Potential therapeutic use of ebselen for COVID-19 and other respiratory viral infections

Abstract

Ebselen is an organoselenium compound exhibiting hydroperoxide- and peroxynitrite-reducing activity, acting as a glutathione peroxidase and peroxiredoxin enzyme mimetic. Ebselen reacts with a multitude of protein thiols, forming a selenosulfide bond, which results in pleiotropic effects of antiviral, antibacterial and anti-inflammatory nature. The main protease (M^pro) of the corona virus SARS-CoV-2 is a potential drug target, and a screen with over 10,000 compounds identified ebselen as a particularly promising inhibitor of M^pro (Jin, Z. et al. (2020) Nature 582, 289-293). We discuss here the reaction of ebselen with cysteine proteases, the role of ebselen in infections with viruses and with other microorganisms. We also discuss effects of ebselen in lung inflammation. In further research on the inhibition of M^pro in SARS-CoV-2, ebselen can serve as a promising lead compound, if the inhibitory effect is confirmed in intact cells in vivo. Independently of this action, potential beneficial effects of ebselen in COVID-19 are ascribed to a number of targets critical to pathogenesis, such as attenuation of inflammatory oxidants and cytokines.

Data for analysis >>
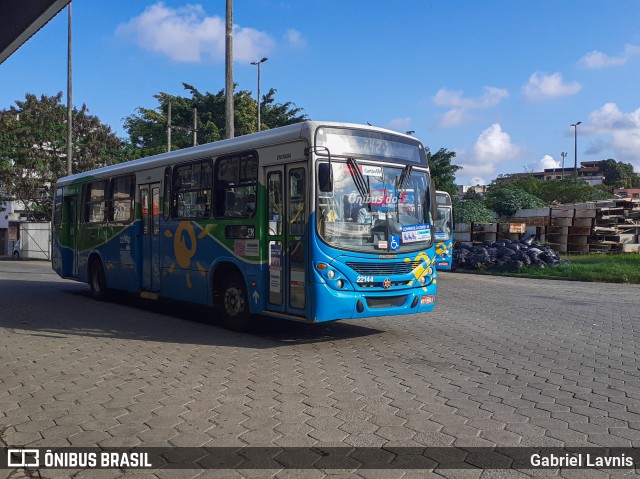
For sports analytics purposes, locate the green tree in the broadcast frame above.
[427,148,462,197]
[452,198,495,223]
[488,176,611,205]
[124,83,307,156]
[0,92,129,220]
[598,158,640,188]
[486,186,547,216]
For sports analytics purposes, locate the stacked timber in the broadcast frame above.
[589,198,640,253]
[453,223,471,244]
[510,198,640,253]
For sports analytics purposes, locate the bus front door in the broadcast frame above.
[265,163,308,317]
[61,195,78,278]
[138,183,160,292]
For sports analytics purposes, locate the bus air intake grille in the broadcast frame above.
[365,294,407,309]
[346,261,422,275]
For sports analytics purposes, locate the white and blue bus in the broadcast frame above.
[52,121,437,328]
[433,191,453,271]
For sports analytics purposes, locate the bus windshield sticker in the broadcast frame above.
[402,224,431,243]
[360,165,382,177]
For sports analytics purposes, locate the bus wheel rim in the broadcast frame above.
[224,286,244,316]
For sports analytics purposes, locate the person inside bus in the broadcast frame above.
[246,193,256,217]
[356,205,371,224]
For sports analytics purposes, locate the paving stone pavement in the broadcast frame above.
[0,261,640,479]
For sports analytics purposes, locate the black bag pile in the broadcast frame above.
[453,238,570,270]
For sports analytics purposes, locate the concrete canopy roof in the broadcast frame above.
[0,0,71,64]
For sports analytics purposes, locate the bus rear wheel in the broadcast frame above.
[89,260,107,301]
[218,273,252,331]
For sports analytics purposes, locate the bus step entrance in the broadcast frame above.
[140,291,158,301]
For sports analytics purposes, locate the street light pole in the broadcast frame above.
[224,0,235,138]
[67,2,73,175]
[251,57,268,131]
[571,121,582,183]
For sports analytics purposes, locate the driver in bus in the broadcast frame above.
[246,193,256,217]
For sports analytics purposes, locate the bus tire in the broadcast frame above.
[89,259,108,301]
[218,272,252,331]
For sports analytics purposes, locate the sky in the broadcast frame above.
[0,0,640,185]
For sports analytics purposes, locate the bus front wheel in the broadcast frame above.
[89,260,107,301]
[218,273,251,331]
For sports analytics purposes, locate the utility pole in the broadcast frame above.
[167,102,171,151]
[571,121,582,183]
[193,108,198,146]
[225,0,235,138]
[251,57,268,131]
[167,102,198,151]
[67,2,73,175]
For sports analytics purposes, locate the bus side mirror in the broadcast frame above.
[429,178,438,230]
[318,163,333,193]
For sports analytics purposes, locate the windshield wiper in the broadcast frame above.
[396,165,413,195]
[347,158,371,211]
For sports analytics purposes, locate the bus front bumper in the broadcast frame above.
[312,282,436,322]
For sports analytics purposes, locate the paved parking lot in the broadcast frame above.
[0,261,640,479]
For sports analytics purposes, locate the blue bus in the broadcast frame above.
[52,121,437,329]
[434,191,453,271]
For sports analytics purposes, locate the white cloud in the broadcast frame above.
[435,108,466,128]
[284,28,307,48]
[433,86,509,108]
[532,155,560,171]
[583,103,640,170]
[522,72,582,100]
[579,45,640,69]
[387,116,411,133]
[457,123,521,184]
[433,86,509,128]
[116,2,275,63]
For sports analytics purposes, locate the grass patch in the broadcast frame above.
[486,253,640,284]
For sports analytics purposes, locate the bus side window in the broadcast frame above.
[214,153,258,218]
[85,180,107,223]
[162,166,171,221]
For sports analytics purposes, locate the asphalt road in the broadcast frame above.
[0,261,640,479]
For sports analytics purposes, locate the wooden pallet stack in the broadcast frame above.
[547,203,596,253]
[510,208,550,241]
[589,198,640,253]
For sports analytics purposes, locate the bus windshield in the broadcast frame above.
[433,205,451,241]
[316,158,432,253]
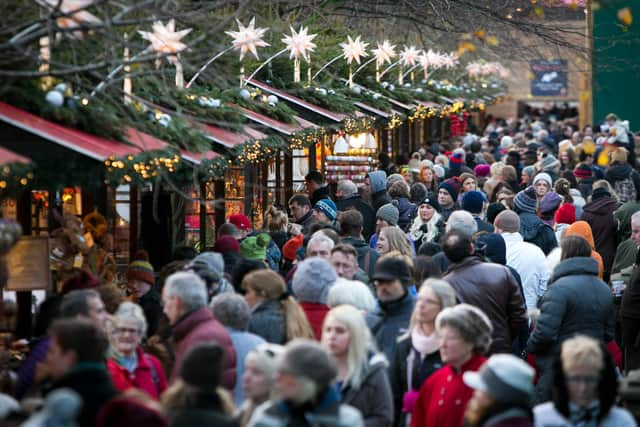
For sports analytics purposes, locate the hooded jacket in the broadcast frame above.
[341,353,393,427]
[518,212,558,255]
[368,171,391,212]
[527,257,615,356]
[582,197,619,278]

Brief 1 >> According to the ebselen abstract, how many compounds were in the screen that identified ebselen as a promising inhibitor of the SARS-CoV-2 main protease?
Brief 2 >> Write the passage that follows the last sentence of the ebselen abstract.
The entries come from a different source than the ebselen abstract.

Written reply 1 >> Over 10,000 compounds.

Written reply 2 >>
Keywords: Cysteine protease; Lung inflammation; Organoselenium compounds; SARS-CoV-2.

Graphical abstract

Fig. 1

Depiction of the potential role of inhibitors of the main protease M^proin the SARS-CoV-2 life cycle in the cell. Inhibitors of protease M^pro prevent the replication of SARS-CoV-2. After entering into the host cell, SARS-CoV-2 releases its genomic RNA. The process of translation yields polyproteins pp1a and pp1ab, which are cleaved to form the main protease M^pro and nonstructural proteins (nsps). M^pro is involved in the production of nsps. Nsps is essential for assembly during viral replication. Modified from Mengist et al. [92]. Creative Commons License.

Fig. 2

In silico analysis of ebselen bound to the main protease M^proof Sars-Cov-2 (PDB code:6Y2E). The selenium atom of the open structure of ebselen (green) establishes a covalent interaction with the M^pro catalytic cysteine (Cys-145). His-41 forms a p-stacking interaction with the aromatic ring of ebselen, and a polar interaction with its carbonyl group. In silico analysis was performed using MOE and ACEMD softwares. Kindly provided by Prof. G. Cozza, Padova.

Fig. 3

Potential effects of ebselen on viral activity, pulmonary inflammatory responses and circulatory disturbances during COVID-19 infection. Ebselen can target virus sites directly, notably M^pro. It also addresses key sites in the host, attenuating the overproduction of ROS and cytokines and neutrophil infiltration, thereby counteracting pulmonary and vascular inflammation.